WHAT THE EXERCISE ASKS
Count how many lines of the records below contain the word "water", matching case exactly. Reply with the number alone.

Dataset entries
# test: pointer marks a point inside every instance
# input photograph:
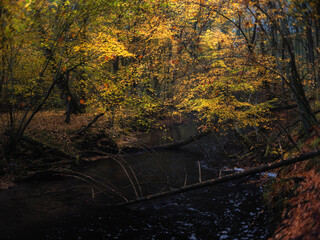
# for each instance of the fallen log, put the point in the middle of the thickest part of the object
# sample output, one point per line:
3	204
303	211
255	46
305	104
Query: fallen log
211	182
169	146
83	130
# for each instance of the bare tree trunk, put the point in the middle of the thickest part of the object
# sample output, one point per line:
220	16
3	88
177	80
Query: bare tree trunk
212	182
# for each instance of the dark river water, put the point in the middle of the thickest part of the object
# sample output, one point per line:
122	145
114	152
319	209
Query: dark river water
81	204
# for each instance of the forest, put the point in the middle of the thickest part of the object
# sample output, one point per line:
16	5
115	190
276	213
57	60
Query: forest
92	84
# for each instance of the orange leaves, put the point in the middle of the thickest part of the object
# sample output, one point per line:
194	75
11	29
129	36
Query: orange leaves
303	219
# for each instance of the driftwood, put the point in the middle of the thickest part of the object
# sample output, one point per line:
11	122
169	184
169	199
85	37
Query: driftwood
229	177
169	146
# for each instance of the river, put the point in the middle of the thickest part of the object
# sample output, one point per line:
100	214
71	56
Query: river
80	204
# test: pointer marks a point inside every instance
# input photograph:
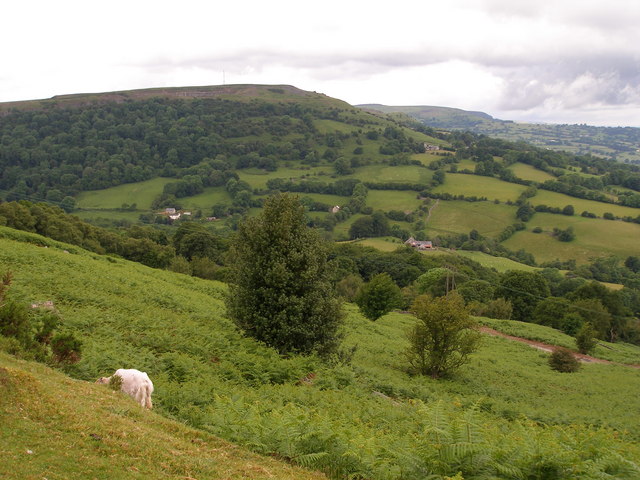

THE RESPONSE
2